# Start of INFORMATION GIVEN

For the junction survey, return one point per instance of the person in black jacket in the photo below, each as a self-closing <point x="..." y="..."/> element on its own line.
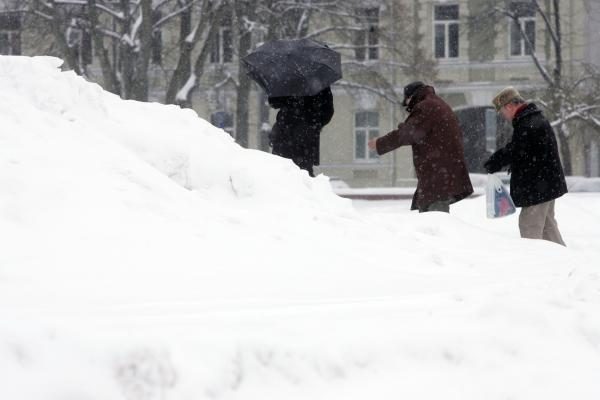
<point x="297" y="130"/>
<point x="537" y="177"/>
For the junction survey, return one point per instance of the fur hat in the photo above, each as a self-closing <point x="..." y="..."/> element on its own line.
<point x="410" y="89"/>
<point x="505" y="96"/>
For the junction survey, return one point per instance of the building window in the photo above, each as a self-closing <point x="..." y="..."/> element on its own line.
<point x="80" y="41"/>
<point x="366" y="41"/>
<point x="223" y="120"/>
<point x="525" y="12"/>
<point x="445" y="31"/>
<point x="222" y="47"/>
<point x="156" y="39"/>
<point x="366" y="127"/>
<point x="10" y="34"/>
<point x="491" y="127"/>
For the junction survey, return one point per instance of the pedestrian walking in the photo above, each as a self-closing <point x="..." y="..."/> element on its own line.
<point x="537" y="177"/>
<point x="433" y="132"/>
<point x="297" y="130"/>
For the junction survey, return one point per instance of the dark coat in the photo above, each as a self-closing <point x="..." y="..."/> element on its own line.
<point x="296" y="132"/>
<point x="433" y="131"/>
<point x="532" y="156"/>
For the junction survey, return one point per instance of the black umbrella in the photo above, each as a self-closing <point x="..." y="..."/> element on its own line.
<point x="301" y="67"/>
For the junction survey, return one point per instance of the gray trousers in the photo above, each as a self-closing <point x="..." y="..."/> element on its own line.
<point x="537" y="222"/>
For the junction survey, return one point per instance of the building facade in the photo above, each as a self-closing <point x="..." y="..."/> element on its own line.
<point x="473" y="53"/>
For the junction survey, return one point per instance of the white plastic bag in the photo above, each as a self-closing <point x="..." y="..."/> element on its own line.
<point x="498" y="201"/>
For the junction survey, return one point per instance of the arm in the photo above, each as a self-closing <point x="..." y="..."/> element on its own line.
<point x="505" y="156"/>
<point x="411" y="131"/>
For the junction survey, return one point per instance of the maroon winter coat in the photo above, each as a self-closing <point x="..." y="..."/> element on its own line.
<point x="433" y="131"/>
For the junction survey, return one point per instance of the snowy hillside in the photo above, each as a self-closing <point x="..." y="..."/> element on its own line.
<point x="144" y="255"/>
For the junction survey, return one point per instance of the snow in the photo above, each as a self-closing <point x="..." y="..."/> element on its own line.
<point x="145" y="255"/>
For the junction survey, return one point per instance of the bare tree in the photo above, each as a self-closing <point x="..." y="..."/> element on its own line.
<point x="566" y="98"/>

# End of INFORMATION GIVEN

→ DESCRIPTION OF THE TASK:
Rewrite the rows from the line containing "of the dark" through the last row, inclusive, changing "bare tree" to "leafless tree" and leaving everything else unchanged.

→ TASK RESPONSE:
For the junction survey, return one point per instance of the dark coat in the photo above, each as a self-closing <point x="..." y="..."/> element on its own line.
<point x="296" y="132"/>
<point x="433" y="131"/>
<point x="532" y="156"/>
For the junction survey, return one point per instance of the black umbrella in the photo above, each as a self-closing <point x="..." y="..."/> element on its own line.
<point x="301" y="67"/>
For the junction survey, return one point per instance of the gray trousers in the photo above, each as a self-closing <point x="..." y="..."/> element on its own line.
<point x="537" y="222"/>
For the junction survey, return one point per instance of the building facade in the photo above, each as a self-closing <point x="..." y="..."/> element on its own line.
<point x="473" y="53"/>
For the junction survey, return one point per instance of the white plastic bag in the photo above, each as a self-closing <point x="..." y="..."/> element on its own line.
<point x="498" y="201"/>
For the junction survey, return one point per instance of the arm in the photo above, each as a self-closing <point x="..." y="..."/> element on its own line.
<point x="505" y="156"/>
<point x="411" y="131"/>
For the junction survey, return one point per instance of the maroon winter coat in the photo above, each as a self-closing <point x="..." y="..."/> element on its own line.
<point x="433" y="131"/>
For the junction survey, return one point per instance of the snowy hillside in the photo above, each as a self-closing <point x="..." y="..."/> element on its own line.
<point x="144" y="255"/>
For the junction survey, return one point per instance of the snow in the photo above, each as a self-closing <point x="..." y="..."/> element on its own line.
<point x="145" y="255"/>
For the junction survey, return one point per instance of the leafless tree in the photo above, each as a self-closing <point x="..." y="..."/> element on its own line.
<point x="566" y="98"/>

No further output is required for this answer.